**Task brief**
Change every "donkey's" in the lines below to "horse's" and give the lines again with nothing else altered. Leave the pictures out.

**Input**
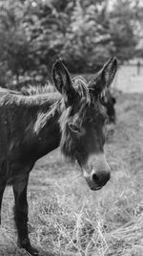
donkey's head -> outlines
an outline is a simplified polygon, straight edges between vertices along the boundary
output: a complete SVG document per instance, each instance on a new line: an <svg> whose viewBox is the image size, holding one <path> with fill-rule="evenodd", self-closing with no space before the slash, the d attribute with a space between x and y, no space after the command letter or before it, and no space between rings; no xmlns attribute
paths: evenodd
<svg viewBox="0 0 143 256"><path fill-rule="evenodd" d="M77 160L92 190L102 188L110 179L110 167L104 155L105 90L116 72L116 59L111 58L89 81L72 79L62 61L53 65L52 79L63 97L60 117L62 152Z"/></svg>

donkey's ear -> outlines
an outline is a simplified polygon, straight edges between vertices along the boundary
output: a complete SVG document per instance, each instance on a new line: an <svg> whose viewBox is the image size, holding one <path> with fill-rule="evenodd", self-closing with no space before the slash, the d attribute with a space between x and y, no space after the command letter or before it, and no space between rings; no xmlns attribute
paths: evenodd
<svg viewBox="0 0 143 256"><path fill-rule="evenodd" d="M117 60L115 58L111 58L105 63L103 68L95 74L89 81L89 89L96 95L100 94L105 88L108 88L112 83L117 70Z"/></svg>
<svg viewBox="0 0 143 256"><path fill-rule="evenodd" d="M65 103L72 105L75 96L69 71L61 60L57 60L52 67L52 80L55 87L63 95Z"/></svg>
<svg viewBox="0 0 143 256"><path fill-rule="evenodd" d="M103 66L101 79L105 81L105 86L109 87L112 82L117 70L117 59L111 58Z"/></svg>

**Output below**
horse's head -> outlines
an outline is a simplified polygon, straight edges between vertices along the boundary
output: a complete SVG document per instance, each instance on a new line: an <svg> whose viewBox is the image size, holding one <path> with fill-rule="evenodd", self-closing with no space before the slash, the d attribute with a space between x and y, no space after the command letter or before it, and no space between rings; no xmlns attribute
paths: evenodd
<svg viewBox="0 0 143 256"><path fill-rule="evenodd" d="M77 160L92 190L102 188L110 179L110 167L104 155L105 90L116 72L116 59L111 58L89 81L72 79L62 61L53 65L52 79L63 97L60 117L62 152Z"/></svg>

horse's ear -> outlines
an outline is a simplified polygon, straight edges between vertices along the boundary
output: a complete SVG document per instance, each instance on a new line: an <svg> whose viewBox is the image size, holding one <path> with fill-rule="evenodd", self-closing with no space before the slash, the d attribute with a space between x and y, no space after the command letter or before it, and no space between rings; no xmlns attribute
paths: evenodd
<svg viewBox="0 0 143 256"><path fill-rule="evenodd" d="M117 60L115 58L111 58L105 63L103 68L95 74L89 81L89 89L96 95L100 94L105 88L108 88L112 83L117 70Z"/></svg>
<svg viewBox="0 0 143 256"><path fill-rule="evenodd" d="M65 103L72 105L75 96L69 71L61 60L57 60L52 67L52 80L55 87L63 95Z"/></svg>
<svg viewBox="0 0 143 256"><path fill-rule="evenodd" d="M103 66L101 79L105 81L105 86L109 87L112 82L117 70L117 59L111 58Z"/></svg>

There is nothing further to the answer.